*** Opening Source information ***
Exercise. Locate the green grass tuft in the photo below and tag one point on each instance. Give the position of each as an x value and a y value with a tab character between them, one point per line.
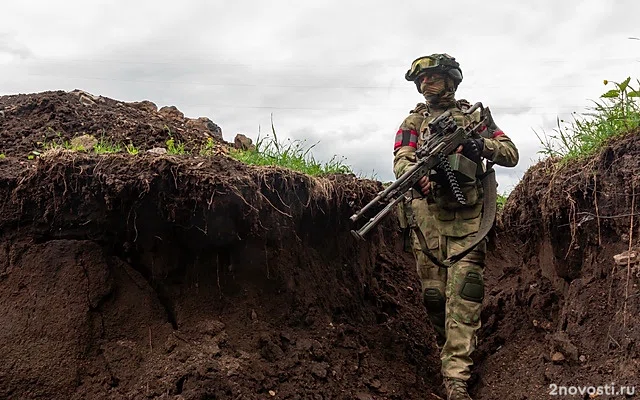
617	113
292	154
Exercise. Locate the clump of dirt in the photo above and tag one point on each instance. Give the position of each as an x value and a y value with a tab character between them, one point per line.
560	311
192	277
35	122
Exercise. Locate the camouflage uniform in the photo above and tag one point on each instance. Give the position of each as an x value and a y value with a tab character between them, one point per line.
453	297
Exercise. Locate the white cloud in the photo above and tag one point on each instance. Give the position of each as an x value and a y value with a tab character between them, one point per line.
328	71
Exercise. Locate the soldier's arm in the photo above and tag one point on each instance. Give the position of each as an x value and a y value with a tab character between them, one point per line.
406	141
406	144
499	148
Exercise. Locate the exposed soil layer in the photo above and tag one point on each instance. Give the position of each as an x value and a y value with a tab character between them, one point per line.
560	310
197	277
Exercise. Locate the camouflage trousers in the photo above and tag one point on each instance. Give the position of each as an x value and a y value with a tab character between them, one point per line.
453	297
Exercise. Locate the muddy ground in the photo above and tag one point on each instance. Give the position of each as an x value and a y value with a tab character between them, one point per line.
194	276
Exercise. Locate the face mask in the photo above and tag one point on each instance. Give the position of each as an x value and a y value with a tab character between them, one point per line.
432	88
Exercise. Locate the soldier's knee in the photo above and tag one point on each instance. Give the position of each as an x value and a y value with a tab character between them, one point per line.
472	287
434	301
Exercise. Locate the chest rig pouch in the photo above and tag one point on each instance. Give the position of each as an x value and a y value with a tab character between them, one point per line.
455	183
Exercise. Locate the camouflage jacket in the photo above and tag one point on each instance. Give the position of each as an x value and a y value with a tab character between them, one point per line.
451	218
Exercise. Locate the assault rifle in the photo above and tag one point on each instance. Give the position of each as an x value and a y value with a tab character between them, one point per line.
445	137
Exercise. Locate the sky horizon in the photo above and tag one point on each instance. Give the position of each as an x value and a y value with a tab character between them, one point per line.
328	72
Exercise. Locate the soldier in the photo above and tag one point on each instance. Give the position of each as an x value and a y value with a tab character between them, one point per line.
452	296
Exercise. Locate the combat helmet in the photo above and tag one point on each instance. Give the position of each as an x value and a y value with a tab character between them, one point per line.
440	62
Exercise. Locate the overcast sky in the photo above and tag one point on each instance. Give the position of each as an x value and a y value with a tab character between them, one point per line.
329	71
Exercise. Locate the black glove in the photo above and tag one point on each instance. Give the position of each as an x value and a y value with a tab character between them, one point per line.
473	148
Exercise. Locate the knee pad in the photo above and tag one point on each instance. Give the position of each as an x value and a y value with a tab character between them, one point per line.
434	301
472	287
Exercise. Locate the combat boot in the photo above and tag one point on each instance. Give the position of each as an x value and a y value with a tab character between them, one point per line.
456	389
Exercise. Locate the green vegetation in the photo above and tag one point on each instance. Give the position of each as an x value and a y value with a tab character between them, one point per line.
175	148
617	113
293	154
501	200
208	149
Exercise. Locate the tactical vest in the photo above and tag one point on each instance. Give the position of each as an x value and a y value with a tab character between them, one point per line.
451	217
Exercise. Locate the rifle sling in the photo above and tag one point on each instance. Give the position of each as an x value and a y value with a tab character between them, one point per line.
486	223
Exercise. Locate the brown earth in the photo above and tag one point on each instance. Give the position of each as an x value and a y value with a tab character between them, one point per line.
197	277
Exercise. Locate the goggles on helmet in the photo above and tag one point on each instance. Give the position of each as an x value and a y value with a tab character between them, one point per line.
422	64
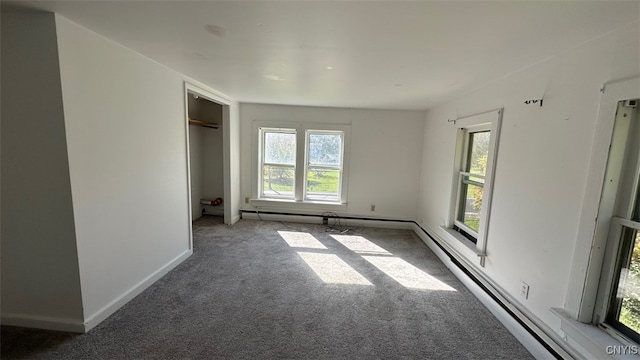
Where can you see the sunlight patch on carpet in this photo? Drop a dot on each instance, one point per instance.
(360, 245)
(301, 239)
(333, 270)
(406, 274)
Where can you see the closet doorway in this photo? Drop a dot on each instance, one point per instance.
(207, 117)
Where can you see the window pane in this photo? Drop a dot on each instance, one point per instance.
(479, 151)
(278, 180)
(323, 184)
(325, 149)
(628, 292)
(280, 148)
(471, 203)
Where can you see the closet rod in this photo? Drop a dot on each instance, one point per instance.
(203, 123)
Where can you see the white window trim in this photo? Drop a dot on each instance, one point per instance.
(261, 162)
(299, 200)
(307, 166)
(486, 121)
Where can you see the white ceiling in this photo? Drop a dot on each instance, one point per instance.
(383, 54)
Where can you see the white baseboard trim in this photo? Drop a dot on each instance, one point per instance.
(515, 328)
(113, 306)
(43, 322)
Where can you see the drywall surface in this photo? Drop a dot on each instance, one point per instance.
(195, 158)
(385, 153)
(40, 278)
(542, 164)
(124, 116)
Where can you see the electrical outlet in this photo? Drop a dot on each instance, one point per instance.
(524, 290)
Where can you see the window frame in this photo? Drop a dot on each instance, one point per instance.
(300, 198)
(471, 234)
(488, 121)
(613, 219)
(308, 166)
(262, 135)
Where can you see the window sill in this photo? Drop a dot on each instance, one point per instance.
(292, 204)
(591, 341)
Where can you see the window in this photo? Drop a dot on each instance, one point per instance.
(278, 165)
(324, 165)
(302, 164)
(476, 148)
(620, 286)
(471, 180)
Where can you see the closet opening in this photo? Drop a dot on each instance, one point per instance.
(206, 157)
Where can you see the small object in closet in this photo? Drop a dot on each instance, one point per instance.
(203, 123)
(214, 202)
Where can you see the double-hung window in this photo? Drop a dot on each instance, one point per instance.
(323, 173)
(619, 290)
(278, 163)
(303, 164)
(471, 180)
(476, 149)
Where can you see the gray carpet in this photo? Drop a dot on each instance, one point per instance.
(249, 293)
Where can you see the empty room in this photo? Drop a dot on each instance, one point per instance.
(320, 180)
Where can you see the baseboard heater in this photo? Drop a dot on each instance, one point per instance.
(325, 217)
(493, 296)
(454, 260)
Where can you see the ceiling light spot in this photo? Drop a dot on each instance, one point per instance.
(215, 30)
(273, 77)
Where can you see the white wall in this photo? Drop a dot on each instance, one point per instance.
(541, 168)
(124, 116)
(385, 154)
(40, 278)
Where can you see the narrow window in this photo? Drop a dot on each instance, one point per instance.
(623, 175)
(471, 183)
(278, 163)
(324, 165)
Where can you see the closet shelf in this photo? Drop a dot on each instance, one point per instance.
(203, 123)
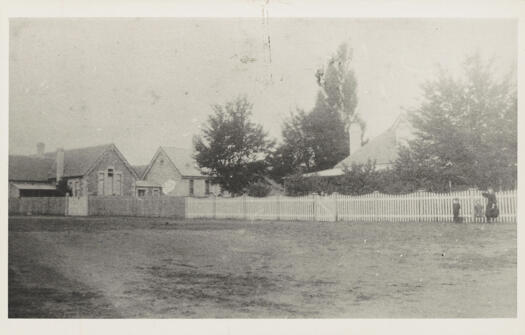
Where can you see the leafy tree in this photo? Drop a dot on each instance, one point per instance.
(259, 189)
(466, 132)
(232, 149)
(319, 139)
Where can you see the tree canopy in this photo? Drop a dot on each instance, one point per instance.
(466, 131)
(318, 139)
(232, 149)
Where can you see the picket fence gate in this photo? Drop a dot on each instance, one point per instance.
(418, 206)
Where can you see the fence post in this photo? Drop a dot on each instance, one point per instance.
(66, 211)
(244, 207)
(278, 207)
(335, 196)
(419, 200)
(214, 206)
(316, 206)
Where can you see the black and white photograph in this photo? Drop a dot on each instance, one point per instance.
(262, 167)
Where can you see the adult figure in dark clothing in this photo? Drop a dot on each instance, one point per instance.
(491, 211)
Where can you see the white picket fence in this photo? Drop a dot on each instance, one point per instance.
(419, 206)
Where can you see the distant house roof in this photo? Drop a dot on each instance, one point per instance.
(77, 162)
(381, 149)
(34, 186)
(29, 168)
(384, 148)
(325, 173)
(144, 183)
(183, 161)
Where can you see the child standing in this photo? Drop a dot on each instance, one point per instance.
(478, 212)
(492, 210)
(456, 207)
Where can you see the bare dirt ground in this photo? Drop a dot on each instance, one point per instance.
(154, 268)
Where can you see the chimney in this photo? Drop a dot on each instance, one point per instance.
(403, 131)
(354, 137)
(40, 148)
(60, 164)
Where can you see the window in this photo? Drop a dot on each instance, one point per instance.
(76, 188)
(117, 188)
(100, 183)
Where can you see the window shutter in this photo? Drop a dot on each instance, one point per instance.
(118, 184)
(100, 183)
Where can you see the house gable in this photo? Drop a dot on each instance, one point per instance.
(110, 174)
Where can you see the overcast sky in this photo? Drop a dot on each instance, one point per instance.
(141, 83)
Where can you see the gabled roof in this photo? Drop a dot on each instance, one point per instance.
(29, 168)
(77, 162)
(382, 149)
(181, 158)
(140, 169)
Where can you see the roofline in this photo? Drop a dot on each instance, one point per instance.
(112, 146)
(161, 148)
(146, 171)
*** Closing Source information ***
**What needs to be done**. Please transcribe exactly the line containing "Where can you see the gabled" and every line after it through the end of the records, and nothing else.

**Solved exercise**.
Where can you see the gabled roof in this photo? Drop a dot on each instance, one point per instance.
(29, 168)
(77, 162)
(382, 149)
(181, 158)
(140, 169)
Where can you see the roofline in this photo? Drop a dot on each instance, one point per instance.
(112, 146)
(161, 148)
(146, 171)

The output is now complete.